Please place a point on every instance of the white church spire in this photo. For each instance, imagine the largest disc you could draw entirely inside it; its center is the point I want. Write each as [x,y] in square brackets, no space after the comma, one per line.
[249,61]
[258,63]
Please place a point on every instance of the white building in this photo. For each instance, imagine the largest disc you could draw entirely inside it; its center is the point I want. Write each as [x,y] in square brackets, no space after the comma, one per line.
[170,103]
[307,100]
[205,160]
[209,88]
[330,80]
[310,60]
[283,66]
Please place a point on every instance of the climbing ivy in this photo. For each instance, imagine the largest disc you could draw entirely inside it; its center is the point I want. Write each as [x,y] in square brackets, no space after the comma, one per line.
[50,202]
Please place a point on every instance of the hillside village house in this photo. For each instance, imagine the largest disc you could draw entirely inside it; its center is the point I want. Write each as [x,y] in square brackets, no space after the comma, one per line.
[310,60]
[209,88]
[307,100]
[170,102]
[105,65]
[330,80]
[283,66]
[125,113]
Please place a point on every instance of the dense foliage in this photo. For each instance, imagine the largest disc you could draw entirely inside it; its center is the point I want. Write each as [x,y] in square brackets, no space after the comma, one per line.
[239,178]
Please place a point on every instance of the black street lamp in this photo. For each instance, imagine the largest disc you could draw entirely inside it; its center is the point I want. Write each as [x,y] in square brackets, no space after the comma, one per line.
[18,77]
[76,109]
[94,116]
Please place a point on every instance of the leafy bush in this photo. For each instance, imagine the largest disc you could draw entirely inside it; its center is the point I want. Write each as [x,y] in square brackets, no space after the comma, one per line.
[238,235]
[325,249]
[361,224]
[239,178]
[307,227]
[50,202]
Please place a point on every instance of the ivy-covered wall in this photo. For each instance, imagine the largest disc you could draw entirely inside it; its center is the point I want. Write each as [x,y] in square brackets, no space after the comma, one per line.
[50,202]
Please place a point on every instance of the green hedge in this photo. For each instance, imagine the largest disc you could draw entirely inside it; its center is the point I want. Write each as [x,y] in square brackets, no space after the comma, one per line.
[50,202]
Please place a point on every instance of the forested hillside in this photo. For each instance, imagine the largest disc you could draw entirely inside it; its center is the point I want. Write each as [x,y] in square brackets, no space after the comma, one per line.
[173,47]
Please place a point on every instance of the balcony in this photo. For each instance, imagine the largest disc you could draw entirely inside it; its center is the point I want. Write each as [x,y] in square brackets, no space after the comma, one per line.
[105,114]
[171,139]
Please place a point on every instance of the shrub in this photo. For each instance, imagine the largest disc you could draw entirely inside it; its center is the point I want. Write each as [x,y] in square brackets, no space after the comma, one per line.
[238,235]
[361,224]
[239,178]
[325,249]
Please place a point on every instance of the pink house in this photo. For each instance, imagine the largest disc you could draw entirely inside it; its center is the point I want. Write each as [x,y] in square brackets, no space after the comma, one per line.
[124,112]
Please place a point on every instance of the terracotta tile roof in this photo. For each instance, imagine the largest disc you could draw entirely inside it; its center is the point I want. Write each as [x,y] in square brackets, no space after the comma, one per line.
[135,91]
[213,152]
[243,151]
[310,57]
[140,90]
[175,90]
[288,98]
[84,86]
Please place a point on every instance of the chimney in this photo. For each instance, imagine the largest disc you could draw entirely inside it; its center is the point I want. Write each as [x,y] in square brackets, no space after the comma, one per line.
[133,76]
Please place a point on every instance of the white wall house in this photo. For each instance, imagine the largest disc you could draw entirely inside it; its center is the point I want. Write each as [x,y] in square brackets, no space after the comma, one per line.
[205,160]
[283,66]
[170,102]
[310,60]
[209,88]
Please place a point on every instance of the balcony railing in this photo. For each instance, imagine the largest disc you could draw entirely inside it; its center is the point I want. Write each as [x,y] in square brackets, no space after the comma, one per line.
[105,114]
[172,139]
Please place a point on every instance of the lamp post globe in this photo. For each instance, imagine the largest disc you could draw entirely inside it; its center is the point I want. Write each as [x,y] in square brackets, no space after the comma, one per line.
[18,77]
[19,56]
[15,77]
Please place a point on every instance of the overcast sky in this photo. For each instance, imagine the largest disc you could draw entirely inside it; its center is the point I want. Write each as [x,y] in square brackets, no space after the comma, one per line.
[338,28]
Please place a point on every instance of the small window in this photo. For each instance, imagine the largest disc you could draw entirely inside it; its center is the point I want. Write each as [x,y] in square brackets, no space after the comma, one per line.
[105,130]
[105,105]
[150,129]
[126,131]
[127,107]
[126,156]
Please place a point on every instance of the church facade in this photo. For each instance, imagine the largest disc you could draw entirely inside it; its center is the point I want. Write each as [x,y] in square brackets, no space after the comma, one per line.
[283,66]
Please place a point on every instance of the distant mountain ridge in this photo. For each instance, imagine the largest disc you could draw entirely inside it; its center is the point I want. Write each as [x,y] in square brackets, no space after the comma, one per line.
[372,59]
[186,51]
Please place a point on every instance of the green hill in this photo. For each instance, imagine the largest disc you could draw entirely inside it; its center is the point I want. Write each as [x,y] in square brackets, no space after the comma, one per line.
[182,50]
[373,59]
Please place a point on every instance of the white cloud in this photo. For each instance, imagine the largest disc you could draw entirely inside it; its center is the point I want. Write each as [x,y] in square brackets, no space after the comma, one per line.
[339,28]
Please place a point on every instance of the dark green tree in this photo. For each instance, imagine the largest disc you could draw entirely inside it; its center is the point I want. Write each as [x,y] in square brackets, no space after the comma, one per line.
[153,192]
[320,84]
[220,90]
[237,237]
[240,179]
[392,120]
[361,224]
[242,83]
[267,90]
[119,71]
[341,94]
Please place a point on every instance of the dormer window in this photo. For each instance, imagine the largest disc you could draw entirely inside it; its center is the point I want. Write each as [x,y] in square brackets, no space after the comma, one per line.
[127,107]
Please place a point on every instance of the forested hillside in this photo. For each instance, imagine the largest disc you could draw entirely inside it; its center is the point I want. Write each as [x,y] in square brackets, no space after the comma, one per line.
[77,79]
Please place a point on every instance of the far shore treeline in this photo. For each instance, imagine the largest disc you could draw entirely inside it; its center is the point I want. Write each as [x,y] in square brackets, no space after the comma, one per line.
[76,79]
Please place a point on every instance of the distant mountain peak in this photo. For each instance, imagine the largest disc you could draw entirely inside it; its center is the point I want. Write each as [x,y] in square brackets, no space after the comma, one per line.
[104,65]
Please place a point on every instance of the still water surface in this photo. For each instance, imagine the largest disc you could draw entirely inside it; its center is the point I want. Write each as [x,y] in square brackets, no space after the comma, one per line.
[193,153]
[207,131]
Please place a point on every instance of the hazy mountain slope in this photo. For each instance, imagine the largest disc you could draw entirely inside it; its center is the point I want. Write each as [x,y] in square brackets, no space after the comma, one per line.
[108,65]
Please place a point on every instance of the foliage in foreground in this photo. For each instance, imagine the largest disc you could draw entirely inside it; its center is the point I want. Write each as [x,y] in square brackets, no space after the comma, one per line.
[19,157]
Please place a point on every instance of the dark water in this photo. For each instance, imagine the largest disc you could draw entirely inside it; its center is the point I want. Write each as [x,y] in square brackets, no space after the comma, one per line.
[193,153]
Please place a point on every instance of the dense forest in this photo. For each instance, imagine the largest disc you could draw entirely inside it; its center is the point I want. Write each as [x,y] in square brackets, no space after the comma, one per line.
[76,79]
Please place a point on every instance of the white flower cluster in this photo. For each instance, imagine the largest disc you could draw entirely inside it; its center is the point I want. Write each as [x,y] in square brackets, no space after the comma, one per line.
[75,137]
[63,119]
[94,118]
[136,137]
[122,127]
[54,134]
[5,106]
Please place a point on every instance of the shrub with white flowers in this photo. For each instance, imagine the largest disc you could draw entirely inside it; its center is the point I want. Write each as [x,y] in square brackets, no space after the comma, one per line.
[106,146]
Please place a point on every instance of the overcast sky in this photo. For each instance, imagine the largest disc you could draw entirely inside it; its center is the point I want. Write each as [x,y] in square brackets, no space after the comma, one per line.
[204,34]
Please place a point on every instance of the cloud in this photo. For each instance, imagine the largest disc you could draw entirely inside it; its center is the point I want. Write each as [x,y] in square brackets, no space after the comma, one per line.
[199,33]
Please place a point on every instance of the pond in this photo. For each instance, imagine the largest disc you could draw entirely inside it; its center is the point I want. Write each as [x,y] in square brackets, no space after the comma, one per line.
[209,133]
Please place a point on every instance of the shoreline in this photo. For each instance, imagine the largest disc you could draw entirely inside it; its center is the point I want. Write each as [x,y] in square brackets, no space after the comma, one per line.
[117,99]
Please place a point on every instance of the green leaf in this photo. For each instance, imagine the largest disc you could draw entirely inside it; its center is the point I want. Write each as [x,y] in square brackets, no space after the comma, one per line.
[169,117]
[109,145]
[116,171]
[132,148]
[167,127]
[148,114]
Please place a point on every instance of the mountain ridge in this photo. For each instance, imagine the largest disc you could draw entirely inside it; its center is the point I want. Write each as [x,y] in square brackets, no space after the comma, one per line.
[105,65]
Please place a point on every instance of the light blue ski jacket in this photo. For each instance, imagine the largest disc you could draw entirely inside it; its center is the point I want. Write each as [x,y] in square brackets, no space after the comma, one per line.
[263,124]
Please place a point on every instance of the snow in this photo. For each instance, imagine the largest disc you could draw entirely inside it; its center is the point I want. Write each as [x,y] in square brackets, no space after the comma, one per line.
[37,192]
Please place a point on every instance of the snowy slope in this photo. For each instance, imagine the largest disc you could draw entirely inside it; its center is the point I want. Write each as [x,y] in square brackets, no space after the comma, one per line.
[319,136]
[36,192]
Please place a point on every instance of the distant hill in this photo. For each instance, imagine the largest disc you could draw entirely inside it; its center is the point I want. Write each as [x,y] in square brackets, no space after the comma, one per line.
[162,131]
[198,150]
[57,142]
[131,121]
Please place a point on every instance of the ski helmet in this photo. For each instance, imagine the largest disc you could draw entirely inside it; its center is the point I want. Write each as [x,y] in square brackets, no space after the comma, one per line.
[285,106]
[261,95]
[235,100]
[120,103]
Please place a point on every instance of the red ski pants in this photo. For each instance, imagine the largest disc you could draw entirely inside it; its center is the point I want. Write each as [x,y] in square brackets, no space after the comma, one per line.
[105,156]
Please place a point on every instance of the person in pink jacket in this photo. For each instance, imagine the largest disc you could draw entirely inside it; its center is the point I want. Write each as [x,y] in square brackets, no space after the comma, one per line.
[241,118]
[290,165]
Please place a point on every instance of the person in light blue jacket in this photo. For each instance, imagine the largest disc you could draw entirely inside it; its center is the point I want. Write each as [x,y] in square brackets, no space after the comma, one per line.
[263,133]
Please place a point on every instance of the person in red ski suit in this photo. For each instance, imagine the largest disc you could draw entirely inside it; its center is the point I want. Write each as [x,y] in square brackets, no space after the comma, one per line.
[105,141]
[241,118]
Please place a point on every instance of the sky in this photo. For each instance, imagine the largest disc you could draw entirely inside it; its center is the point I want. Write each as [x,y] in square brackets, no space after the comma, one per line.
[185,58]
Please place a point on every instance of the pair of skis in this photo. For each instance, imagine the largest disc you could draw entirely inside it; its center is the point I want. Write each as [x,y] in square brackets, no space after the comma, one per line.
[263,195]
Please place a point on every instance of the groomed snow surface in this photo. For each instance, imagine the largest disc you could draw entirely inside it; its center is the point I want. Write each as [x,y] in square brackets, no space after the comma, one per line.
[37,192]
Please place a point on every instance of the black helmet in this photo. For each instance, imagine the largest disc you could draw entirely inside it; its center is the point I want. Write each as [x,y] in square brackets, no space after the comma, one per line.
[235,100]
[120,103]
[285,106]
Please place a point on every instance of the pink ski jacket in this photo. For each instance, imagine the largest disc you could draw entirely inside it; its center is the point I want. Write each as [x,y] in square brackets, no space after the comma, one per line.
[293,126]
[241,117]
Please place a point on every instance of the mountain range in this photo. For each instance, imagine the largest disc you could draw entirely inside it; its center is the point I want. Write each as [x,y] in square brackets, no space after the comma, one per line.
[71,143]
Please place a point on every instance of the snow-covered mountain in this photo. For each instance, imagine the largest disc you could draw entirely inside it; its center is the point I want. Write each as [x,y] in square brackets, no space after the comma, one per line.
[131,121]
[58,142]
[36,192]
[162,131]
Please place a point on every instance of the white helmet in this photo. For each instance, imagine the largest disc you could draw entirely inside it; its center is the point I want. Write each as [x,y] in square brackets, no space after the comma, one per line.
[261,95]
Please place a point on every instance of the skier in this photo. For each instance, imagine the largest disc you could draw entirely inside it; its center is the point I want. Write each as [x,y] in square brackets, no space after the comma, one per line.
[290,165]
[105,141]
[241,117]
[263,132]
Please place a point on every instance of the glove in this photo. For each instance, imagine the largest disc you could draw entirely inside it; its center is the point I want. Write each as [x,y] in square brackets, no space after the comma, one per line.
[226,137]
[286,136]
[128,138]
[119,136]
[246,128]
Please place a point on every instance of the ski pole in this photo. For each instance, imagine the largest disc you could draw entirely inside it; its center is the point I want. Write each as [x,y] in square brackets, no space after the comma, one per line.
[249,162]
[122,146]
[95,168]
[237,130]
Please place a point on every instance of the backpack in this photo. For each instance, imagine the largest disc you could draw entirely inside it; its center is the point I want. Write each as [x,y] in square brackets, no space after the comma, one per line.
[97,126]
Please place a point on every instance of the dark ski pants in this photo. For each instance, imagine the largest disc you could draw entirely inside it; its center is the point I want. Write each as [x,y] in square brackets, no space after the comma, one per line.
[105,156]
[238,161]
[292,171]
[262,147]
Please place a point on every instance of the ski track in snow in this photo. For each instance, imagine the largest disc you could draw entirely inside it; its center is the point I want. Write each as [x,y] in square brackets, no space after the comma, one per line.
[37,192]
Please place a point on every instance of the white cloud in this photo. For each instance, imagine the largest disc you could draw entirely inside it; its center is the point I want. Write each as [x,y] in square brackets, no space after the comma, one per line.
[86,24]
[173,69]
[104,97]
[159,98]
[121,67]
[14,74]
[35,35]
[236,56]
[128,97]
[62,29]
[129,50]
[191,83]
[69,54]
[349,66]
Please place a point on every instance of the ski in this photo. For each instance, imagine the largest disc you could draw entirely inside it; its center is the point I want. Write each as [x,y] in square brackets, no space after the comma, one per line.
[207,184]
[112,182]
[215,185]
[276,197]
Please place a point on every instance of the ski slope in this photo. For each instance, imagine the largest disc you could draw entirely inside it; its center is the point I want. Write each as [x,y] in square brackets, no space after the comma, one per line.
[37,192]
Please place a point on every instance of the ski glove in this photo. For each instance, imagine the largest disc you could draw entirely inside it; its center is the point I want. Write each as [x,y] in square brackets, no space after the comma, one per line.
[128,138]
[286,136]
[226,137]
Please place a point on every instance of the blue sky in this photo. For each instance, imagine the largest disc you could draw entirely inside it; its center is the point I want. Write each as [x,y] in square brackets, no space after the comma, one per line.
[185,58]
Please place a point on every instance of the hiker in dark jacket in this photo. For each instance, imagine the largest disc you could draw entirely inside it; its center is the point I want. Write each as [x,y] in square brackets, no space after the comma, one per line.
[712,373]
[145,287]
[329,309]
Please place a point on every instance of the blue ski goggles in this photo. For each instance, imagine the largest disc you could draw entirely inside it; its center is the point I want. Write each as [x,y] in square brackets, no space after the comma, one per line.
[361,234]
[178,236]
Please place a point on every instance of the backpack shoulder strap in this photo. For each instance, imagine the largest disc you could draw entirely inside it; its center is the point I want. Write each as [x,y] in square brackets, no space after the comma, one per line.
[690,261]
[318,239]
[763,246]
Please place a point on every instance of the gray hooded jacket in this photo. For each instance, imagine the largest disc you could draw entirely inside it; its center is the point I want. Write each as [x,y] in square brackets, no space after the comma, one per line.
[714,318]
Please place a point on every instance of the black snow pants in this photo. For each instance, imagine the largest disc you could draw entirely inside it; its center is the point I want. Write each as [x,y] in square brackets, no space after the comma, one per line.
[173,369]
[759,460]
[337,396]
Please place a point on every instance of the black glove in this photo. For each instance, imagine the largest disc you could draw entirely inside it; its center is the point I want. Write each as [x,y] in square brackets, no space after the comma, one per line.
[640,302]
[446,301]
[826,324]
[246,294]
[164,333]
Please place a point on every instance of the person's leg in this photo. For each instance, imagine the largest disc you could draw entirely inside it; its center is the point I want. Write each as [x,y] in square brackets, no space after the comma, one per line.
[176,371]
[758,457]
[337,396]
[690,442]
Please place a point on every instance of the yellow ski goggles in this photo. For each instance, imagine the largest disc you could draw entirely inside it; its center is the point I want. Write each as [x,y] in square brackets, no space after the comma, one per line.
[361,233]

Aim of the exercise: Output the line containing "Please place a point on every instance of the blue ski" and all lines after it to the end of the records, exactly as given.

Worked answer:
Please place a point on every instance of the blue ski goggles in this photo. For each instance, imagine the largest disc you could draw entirely inside it; its center is the point I want. Write each as [x,y] in square brackets, no space after the comma, one per line.
[361,234]
[178,236]
Please place a point on every instance of the backpack shoulder strap in this photo. For each instance, imagine the largest disc you could draw entirely inside it; its center is the point I want. Write each as [x,y] in square brackets, no space after the comma, one per line.
[690,261]
[318,239]
[763,246]
Please place a point on every instance of the gray hooded jacket in this photo. For each instance, imagine the largest disc you could draw entirely inside it; its center is the point I want. Write each as [x,y] in square brackets, no space after the comma, one per line.
[714,318]
Please place a point on every instance of the black snow pants in this photo. For each instance, imagine the largest disc you could draw entirely inside it; its center is the point I want. Write each as [x,y] in square brackets, no space after the comma, one per line.
[173,369]
[759,460]
[337,396]
Please place a point on every instance of the black glove in this photo. For each instance, imagine the largest disc you could draw entirely inside it; its center is the point I want. Write each as [x,y] in square brackets, no space after the comma, one per line.
[640,302]
[446,301]
[826,324]
[246,294]
[164,333]
Please place a point on every instance of the person's leg in this photo. For each instance, imagine the largest disc you could draw entirely inside it; its center is the point I want. Write each as [x,y] in square brackets, no space after the comma, one per line.
[176,371]
[758,457]
[337,396]
[690,442]
Please place a point on every instance of the yellow ski goggles in this photo. For each instance, imagine the largest disc you could draw entirely inside it; its center is the point I want. Write each as [x,y] in square brackets, no space after the comma, one per line.
[361,233]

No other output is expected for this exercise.